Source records
— Begin —

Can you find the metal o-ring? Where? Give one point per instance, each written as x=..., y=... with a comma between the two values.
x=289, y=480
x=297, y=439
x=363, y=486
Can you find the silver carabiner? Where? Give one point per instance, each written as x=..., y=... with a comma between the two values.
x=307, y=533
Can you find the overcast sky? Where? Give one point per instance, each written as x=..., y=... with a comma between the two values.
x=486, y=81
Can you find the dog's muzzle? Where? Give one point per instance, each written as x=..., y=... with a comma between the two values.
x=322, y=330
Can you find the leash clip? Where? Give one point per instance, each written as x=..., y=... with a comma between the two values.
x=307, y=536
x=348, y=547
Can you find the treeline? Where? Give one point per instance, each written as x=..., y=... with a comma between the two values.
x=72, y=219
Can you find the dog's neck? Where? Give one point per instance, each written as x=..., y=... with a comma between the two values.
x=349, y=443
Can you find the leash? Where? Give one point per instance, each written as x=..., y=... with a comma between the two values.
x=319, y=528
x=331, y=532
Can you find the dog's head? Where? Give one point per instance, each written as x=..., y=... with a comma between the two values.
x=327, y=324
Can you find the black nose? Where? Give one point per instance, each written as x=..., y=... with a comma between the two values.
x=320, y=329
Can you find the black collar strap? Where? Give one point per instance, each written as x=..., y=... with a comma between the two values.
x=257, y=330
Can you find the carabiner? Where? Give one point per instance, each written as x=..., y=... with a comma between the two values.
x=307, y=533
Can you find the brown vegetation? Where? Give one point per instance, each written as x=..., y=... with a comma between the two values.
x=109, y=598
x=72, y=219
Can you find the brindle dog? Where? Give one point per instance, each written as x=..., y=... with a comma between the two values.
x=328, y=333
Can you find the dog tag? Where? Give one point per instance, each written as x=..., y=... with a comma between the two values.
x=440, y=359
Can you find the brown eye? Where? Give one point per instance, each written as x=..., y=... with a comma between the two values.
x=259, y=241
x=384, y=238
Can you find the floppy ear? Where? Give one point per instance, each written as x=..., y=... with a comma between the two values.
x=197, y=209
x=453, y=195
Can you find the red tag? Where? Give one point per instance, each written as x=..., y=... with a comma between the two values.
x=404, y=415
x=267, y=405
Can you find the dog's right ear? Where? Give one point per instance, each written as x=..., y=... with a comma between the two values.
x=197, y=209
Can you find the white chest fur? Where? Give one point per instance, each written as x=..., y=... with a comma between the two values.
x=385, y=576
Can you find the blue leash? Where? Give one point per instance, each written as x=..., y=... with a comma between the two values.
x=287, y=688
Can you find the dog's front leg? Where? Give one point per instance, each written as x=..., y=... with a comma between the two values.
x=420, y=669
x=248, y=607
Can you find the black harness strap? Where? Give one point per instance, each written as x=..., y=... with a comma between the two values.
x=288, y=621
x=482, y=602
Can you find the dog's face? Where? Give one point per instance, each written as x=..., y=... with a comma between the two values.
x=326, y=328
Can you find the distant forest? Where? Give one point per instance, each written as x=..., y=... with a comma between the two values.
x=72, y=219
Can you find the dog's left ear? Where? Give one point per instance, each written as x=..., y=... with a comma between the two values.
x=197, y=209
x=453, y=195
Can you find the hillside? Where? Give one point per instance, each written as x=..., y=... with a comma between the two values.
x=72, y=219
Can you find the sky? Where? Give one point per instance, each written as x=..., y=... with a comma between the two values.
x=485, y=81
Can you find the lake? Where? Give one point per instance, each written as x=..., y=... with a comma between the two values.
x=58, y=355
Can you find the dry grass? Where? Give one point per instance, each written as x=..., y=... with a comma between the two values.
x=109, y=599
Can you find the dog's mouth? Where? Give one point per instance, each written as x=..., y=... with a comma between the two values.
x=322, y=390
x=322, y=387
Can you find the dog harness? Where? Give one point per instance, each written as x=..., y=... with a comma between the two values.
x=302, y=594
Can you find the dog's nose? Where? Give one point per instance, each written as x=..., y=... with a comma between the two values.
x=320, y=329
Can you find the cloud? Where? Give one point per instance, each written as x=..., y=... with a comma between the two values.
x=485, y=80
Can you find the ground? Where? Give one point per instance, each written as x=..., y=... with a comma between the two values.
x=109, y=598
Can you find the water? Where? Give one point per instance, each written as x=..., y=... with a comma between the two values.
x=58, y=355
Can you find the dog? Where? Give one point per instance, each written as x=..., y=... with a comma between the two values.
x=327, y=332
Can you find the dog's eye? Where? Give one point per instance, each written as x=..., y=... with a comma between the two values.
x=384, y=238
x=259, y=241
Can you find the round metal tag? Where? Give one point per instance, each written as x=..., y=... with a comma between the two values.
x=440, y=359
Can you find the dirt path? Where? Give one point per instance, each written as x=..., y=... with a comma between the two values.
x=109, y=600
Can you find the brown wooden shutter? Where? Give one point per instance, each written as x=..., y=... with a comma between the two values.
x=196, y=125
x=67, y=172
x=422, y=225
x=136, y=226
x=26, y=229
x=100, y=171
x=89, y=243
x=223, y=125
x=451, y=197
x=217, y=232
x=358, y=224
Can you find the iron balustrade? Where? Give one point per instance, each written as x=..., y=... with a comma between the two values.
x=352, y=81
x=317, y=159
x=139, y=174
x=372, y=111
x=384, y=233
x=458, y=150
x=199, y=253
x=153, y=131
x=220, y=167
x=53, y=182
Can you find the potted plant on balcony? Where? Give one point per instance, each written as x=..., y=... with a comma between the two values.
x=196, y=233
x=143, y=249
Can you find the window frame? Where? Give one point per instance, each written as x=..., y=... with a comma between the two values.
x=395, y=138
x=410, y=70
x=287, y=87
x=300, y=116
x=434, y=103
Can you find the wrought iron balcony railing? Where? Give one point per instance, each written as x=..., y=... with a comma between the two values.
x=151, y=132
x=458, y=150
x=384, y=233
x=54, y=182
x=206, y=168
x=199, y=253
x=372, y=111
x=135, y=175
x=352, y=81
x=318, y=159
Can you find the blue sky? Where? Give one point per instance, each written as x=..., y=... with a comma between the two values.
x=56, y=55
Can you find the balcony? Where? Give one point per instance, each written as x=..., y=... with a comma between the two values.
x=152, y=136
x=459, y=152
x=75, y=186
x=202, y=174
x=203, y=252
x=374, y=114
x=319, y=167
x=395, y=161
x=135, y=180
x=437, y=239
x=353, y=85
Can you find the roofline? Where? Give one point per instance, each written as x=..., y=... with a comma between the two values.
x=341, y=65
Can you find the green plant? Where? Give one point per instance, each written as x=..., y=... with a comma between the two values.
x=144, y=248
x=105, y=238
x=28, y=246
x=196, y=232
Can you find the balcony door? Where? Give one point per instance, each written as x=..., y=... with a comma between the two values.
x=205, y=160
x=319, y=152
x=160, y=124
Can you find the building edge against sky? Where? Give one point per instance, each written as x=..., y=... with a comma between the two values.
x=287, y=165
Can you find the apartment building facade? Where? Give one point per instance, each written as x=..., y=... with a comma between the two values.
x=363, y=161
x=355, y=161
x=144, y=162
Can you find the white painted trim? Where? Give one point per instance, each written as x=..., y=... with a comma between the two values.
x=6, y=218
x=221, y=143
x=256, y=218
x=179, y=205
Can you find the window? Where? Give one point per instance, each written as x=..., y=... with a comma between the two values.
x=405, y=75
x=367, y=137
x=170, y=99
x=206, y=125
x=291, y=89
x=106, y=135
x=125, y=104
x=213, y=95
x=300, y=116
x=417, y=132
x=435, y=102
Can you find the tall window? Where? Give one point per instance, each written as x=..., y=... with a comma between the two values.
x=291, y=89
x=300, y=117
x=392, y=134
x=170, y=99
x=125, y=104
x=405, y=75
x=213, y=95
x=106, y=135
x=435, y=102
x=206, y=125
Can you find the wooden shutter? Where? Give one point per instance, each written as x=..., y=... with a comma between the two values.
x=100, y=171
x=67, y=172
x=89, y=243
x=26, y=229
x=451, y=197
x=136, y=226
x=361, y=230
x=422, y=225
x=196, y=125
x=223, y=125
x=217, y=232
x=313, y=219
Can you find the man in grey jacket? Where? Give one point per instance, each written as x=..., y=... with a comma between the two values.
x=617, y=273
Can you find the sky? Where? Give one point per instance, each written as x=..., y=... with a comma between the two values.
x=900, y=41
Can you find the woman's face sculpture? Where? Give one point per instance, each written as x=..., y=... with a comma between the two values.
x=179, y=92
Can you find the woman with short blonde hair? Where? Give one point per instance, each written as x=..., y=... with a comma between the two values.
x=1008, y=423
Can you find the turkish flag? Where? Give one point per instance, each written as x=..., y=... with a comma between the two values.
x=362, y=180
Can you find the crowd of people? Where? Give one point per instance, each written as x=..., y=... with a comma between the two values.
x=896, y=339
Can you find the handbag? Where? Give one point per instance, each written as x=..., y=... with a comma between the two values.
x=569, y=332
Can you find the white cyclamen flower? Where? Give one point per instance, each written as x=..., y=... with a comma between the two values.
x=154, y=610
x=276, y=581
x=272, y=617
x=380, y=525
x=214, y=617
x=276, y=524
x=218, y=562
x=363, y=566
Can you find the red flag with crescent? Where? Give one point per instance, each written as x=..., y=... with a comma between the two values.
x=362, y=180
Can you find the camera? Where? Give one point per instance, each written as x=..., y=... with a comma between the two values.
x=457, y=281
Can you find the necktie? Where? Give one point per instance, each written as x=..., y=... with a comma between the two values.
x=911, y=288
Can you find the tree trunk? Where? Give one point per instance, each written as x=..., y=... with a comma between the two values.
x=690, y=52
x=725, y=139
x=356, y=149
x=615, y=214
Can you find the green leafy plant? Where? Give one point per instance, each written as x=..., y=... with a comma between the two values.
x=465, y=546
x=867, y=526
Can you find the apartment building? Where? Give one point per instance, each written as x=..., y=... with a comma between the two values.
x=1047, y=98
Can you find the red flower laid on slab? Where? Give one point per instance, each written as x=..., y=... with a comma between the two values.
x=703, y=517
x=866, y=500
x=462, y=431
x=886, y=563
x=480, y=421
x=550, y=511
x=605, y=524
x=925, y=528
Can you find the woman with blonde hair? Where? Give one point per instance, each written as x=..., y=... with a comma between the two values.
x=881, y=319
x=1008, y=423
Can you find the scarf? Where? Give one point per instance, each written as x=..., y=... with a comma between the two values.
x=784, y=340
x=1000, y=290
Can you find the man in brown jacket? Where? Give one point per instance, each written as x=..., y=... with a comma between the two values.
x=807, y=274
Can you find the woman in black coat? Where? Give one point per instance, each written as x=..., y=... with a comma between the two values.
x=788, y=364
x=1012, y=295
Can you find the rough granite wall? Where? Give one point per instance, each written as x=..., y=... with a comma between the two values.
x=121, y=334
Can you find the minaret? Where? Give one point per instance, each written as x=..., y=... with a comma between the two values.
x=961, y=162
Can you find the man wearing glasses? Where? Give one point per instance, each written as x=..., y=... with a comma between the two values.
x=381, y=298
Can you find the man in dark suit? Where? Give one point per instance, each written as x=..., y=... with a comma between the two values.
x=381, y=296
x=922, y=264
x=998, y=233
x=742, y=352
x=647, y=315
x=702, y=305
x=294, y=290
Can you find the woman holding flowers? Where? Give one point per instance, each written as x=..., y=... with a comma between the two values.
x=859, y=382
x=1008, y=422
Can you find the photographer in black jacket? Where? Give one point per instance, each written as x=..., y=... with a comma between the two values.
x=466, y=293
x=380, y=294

— End —

*TASK INSTRUCTIONS*: Express the data from the line containing "Can you find the leash clip?" through the line containing "x=267, y=405", inclusive, as a numbered list, leaving out blank lines.

*FINAL ANSWER*:
1. Can you find the leash clip? Where? Give one point per instance, each written as x=..., y=... with a comma between the two values.
2. x=307, y=536
3. x=348, y=547
4. Can you find the treeline? Where? Give one point per instance, each written as x=..., y=... with a comma between the two values.
5. x=72, y=219
6. Can you find the dog's neck? Where? Give one point per instance, each written as x=..., y=... with a comma between the two values.
7. x=349, y=443
8. Can you find the leash? Where? Give one point per instance, each written as x=..., y=... with a comma between the two values.
9. x=319, y=528
10. x=331, y=532
11. Can you find the dog's head? Where? Give one point per instance, each written as x=..., y=... with a comma between the two values.
12. x=327, y=324
13. Can you find the black nose? Where? Give one point per instance, each written as x=..., y=... with a comma between the two values.
14. x=320, y=329
15. Can you find the black collar strap? Where? Give one point per instance, each written as x=..., y=... with a comma between the two values.
16. x=257, y=330
17. Can you find the carabiner? Where? Give one point per instance, each written as x=..., y=... with a comma between the two values.
18. x=307, y=533
19. Can you find the brown vegetation? Where? Give one point per instance, each written as x=..., y=... with a comma between the two values.
20. x=109, y=598
21. x=72, y=219
22. Can you find the brindle dog? Where? Give one point per instance, each written as x=..., y=... with a comma between the two values.
23. x=328, y=333
24. Can you find the dog tag? Where? Give one point per instance, each written as x=..., y=... with a comma between the two values.
25. x=440, y=359
26. Can you find the brown eye? Where? Give one point per instance, each written as x=..., y=... with a comma between the two values.
27. x=259, y=241
28. x=384, y=238
29. Can you find the floppy ear? Where? Give one point per instance, each written as x=..., y=... with a comma between the two values.
30. x=197, y=209
31. x=453, y=195
32. Can you find the red tag? Where? Give one point per instance, each written as x=..., y=... with a comma between the two values.
33. x=404, y=415
34. x=267, y=405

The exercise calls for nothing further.